● **The problem**
According to the passage on maintaining the aircraft, in what three ways is a component's lifespan measured?

● **Exercise passage**

+-------+

Maintaining the aircraft

Maintaining the aircraft

From the bolts to the rotorblades, every single component on each of the charity's three aircraft is closely monitored and must be repaired or replaced when it comes to the end of its allotted lifespan.

The rigorous maintenance schedule is one of the most significant expenditures of the charity and one which people often don't consider. In this sense, the aircraft is not seen as one object but as a sophisticated collection of inter-dependent parts. 

From the moment it is fitted, each component has a set lifespan based on how long it can be safely operated. This lifespan is set by the manufacturer and is measured in calendar age, its number of flying hours and the number of cycles it has completed. These thresholds can be triggered at different times, depending on how busy the aircraft has been or the type and location of incidents it has attended. A component must be repaired or replaced when the first threshold is reached, regardless of the status of the other measurements. Each part has its own certification, right down to the bolts that keep the rotors attached.

+-------+

● **Given records**

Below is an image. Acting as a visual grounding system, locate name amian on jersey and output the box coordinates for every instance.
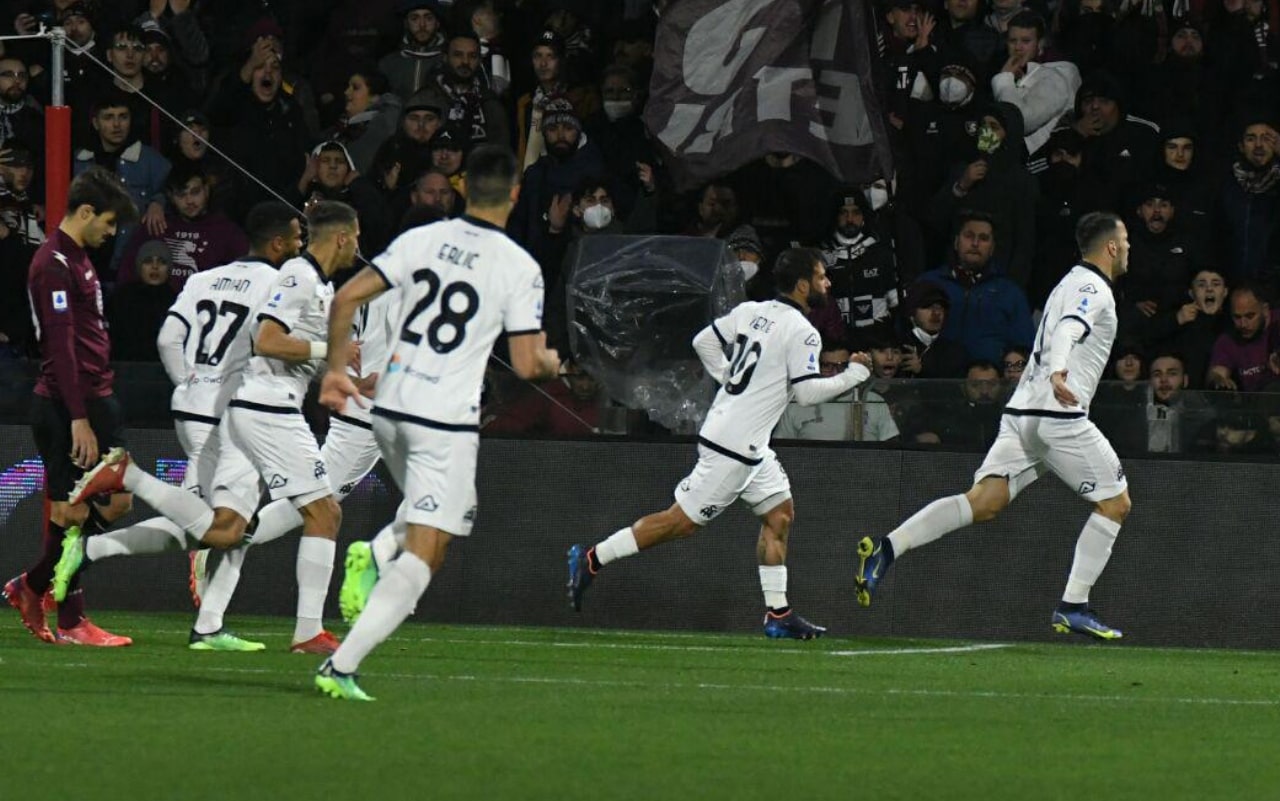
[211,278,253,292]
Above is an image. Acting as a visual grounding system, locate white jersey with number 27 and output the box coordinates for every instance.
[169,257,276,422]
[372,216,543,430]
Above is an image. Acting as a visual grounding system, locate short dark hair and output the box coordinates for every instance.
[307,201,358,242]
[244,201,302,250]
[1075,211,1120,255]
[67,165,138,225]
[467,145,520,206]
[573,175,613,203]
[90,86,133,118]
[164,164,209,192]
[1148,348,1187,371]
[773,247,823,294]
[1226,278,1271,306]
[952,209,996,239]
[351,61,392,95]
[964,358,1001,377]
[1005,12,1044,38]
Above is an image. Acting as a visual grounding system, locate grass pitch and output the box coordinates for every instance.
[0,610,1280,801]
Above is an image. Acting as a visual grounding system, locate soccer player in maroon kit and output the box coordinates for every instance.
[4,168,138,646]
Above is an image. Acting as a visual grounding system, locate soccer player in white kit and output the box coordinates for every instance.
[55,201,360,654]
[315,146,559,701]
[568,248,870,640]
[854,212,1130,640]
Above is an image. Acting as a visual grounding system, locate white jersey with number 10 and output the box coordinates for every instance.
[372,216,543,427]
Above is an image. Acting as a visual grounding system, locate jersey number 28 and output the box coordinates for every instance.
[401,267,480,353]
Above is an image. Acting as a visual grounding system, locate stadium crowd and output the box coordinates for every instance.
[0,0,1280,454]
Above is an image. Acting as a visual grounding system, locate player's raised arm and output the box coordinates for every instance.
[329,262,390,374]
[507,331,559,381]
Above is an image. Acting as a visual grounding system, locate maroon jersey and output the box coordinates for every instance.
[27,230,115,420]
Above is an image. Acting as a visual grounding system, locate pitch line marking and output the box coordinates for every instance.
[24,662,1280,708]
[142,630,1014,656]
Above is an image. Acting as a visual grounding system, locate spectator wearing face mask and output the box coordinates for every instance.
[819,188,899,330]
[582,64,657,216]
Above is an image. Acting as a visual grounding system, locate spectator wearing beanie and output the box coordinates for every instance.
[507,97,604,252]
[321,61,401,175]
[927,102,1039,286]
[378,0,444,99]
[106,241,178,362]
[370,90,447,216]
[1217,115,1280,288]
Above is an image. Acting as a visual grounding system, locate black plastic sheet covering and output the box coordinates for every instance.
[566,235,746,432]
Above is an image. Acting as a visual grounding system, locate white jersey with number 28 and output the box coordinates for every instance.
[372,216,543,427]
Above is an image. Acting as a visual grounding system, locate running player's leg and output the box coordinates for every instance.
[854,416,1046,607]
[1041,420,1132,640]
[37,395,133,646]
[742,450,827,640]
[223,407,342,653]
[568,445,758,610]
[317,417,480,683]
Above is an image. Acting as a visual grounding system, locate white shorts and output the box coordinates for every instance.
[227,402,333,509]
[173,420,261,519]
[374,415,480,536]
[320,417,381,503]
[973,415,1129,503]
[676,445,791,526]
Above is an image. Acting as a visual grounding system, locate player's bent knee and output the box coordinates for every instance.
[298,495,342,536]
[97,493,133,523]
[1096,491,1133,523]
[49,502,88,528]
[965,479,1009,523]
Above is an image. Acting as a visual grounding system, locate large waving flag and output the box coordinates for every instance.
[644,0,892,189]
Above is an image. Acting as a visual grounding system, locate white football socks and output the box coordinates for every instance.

+-------+

● **Written reply**
Calendar age, number of flying hours, and the number of cycles it has completed.